- _The exercise_
Report each line of the entries below that contains the word "plant".

Dataset rows showing where objects appear:
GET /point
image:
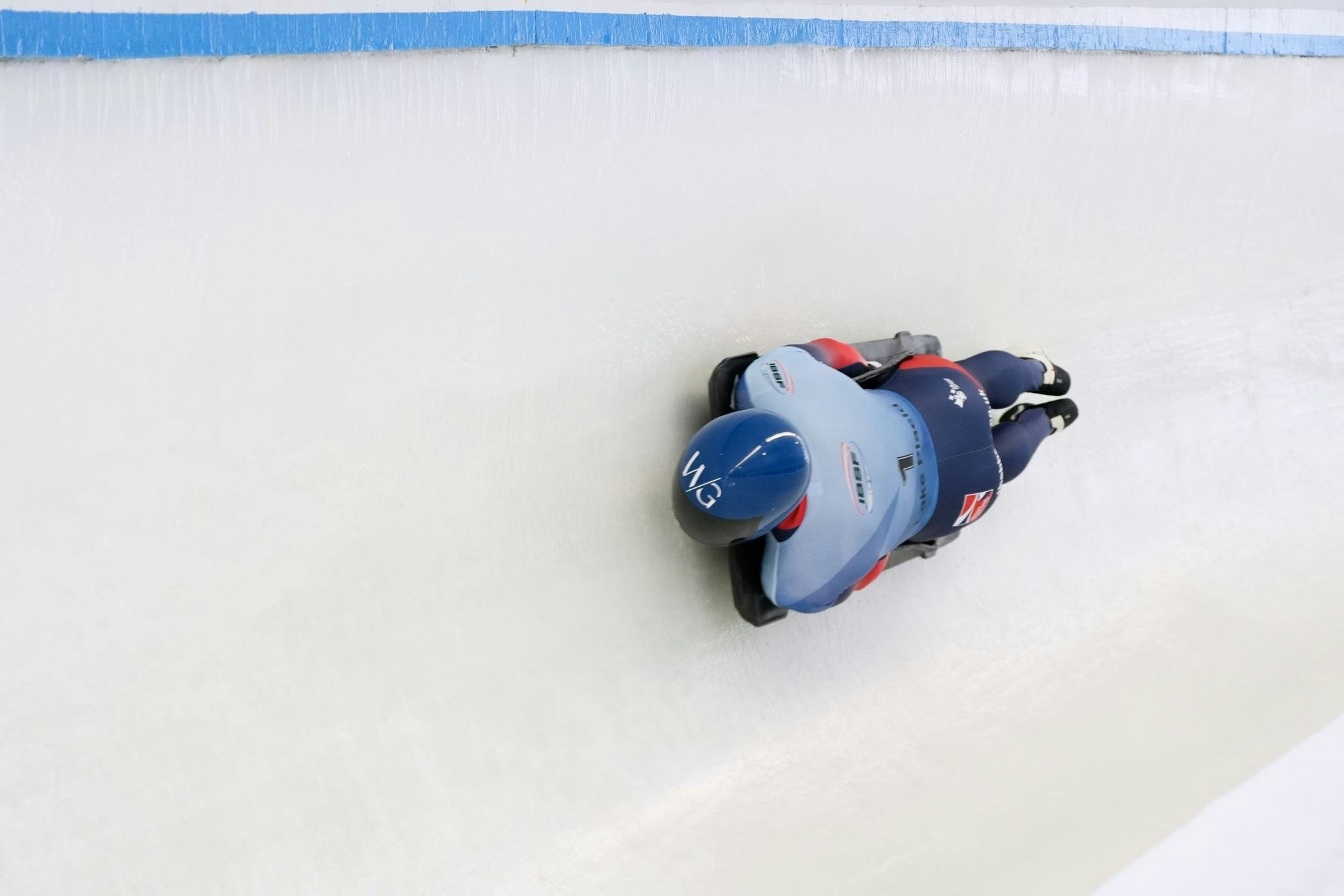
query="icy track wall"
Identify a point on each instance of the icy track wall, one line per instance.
(338, 405)
(165, 29)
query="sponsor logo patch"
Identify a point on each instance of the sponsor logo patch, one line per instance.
(973, 507)
(778, 377)
(956, 396)
(856, 474)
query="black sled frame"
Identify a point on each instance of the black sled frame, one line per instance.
(745, 559)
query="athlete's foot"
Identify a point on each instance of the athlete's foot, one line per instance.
(1062, 413)
(1055, 382)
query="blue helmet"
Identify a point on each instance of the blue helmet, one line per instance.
(740, 476)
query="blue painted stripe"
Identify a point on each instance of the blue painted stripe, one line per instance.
(133, 35)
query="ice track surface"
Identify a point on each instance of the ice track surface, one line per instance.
(339, 399)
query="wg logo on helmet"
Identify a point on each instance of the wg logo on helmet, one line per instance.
(856, 474)
(706, 493)
(778, 377)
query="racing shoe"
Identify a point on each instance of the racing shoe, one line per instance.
(1055, 382)
(1062, 413)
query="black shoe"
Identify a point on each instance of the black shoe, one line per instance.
(1057, 380)
(1062, 413)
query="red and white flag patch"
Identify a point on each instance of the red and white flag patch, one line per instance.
(972, 507)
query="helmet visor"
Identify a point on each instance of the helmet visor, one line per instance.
(705, 527)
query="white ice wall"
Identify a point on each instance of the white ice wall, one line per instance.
(338, 399)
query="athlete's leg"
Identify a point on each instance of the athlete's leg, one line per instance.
(1019, 439)
(1005, 377)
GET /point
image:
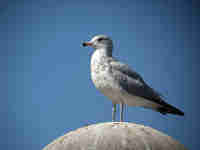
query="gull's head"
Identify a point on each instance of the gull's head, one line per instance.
(100, 42)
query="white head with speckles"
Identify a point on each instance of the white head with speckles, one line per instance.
(100, 42)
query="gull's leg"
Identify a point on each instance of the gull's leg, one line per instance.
(113, 112)
(121, 111)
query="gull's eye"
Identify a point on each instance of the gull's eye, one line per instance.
(100, 39)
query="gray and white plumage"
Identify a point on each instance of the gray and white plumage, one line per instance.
(119, 82)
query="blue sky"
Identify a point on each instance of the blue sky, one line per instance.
(46, 89)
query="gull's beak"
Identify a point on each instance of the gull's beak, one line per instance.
(87, 44)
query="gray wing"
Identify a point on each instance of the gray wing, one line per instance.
(133, 83)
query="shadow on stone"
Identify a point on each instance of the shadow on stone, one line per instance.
(115, 136)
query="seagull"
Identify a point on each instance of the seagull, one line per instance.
(120, 83)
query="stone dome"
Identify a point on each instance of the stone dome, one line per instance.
(115, 136)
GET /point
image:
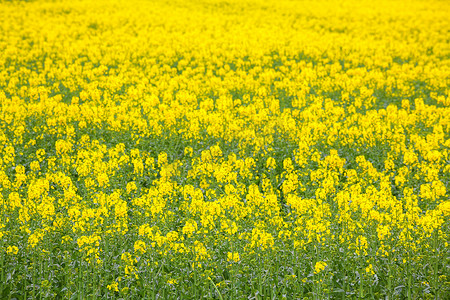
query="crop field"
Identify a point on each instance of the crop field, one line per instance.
(234, 149)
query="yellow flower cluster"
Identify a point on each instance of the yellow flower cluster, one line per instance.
(233, 133)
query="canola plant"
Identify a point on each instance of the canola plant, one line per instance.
(228, 149)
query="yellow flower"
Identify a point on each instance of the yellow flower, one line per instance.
(233, 257)
(12, 250)
(319, 267)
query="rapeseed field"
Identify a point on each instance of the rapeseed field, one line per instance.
(234, 149)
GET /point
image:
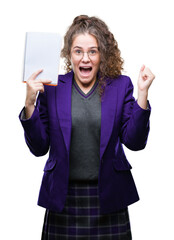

- _Written solution_
query="canola plant"
Identify a point on each instance of the canola plant, one line per instance.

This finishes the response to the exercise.